[start Extracted text]
On Fri, Aug 31, 2001 at 02:31:43PM +0800, Stas Bekman wrote:
> > > just before ./t/TEST is run in Makefile, is the simplest solution. Or
> > > would this have cross-platform problems.
> >
> > i hardly ever use 'make test', especially with httpd-test.  i just run
> > t/TEST directly.  and think about nightly batch jobs that will 'make' once
> > and run t/TEST many:
> > t/TEST apxs ~/ap/prefork/bin/apxs
> > t/TEST -ssl
> > t/TEST apxs ~/ap/worker/bin/apxs
> > t/TEST -ssl
> > t/TEST -proxy
> > etc.
> 
> but setting 'ulimit' in the parent shell once is enough. So if you run
> once 'make', it should be good enough to unset the limit.
[end Extracted text]
[start Data provided]
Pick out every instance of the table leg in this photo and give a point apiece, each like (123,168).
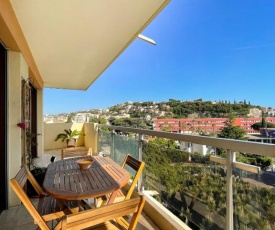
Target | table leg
(112,197)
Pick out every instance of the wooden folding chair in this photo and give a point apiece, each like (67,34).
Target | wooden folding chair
(123,194)
(75,152)
(106,217)
(48,207)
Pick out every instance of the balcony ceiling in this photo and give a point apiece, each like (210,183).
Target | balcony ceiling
(72,42)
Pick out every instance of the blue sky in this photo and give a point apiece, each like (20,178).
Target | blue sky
(214,50)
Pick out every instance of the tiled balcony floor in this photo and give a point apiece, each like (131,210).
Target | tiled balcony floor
(17,218)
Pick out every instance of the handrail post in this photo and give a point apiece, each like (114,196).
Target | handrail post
(229,189)
(140,138)
(112,145)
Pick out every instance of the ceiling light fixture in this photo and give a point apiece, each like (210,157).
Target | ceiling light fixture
(142,37)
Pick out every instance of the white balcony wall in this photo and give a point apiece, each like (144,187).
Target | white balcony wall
(40,128)
(17,69)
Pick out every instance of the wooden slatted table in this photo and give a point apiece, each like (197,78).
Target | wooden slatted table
(65,180)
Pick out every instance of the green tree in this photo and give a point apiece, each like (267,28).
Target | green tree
(230,131)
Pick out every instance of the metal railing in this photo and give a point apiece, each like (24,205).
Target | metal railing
(230,145)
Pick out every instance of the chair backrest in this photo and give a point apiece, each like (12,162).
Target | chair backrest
(138,167)
(100,215)
(18,183)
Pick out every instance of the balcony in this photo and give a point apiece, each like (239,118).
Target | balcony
(215,193)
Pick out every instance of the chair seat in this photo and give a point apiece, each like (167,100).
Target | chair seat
(108,225)
(50,208)
(120,196)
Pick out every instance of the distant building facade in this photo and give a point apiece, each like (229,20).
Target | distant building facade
(205,125)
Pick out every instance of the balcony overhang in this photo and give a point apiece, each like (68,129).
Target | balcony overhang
(69,43)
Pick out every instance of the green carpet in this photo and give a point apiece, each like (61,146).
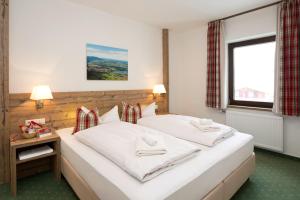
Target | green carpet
(277,177)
[end Data provided]
- What is asked
**1.** According to the email thread, where is setting 'ulimit' once enough?
**2.** List, in order and with repeats, every t/TEST command line given in the email thread's nightly batch job example.
**3.** Pick up the email thread after its last sentence and continue writing it.

- Per-task answers
**1.** Setting 'ulimit' in the parent shell once is enough.

**2.**
t/TEST apxs ~/ap/prefork/bin/apxs
t/TEST -ssl
t/TEST apxs ~/ap/worker/bin/apxs
t/TEST -ssl
t/TEST -proxy

**3.**
> 
> Hence I thought what would be the damage if we put into Makefile:
> 
> test :: set_limit pure_all run_tests test_clean unset_limit
> 
> set_limit:
>       cur_limit=`ulimit -c`
>       ulimit -c unlimited
> 
> unset_limit:
>       # restore the limit to its originals
>       ulimit -c $cur_limit

This won't work :)  In fact, there's at least three reasons it won't
work: 

 - ulimit is a shell builtin.  It affects the shell that runs it only. 
   Every separate line in a Makefile not connected with
   backslash-newline gets its own shell.
 - shell variables are local to the shell, so cur_limit won't get
   passed along either
 - Most of all, dependency order does not mean anything.  The
   dependencies can be built in random order, and often are.

You could do:

test: pure_all
        ulimit -c unlimited; $(MAKE) run_tests
        $(MAKE) test_clean


(Note that 'test :: pure_all run_tests test_clean' has the same
dependency ordering problems I mentioned.)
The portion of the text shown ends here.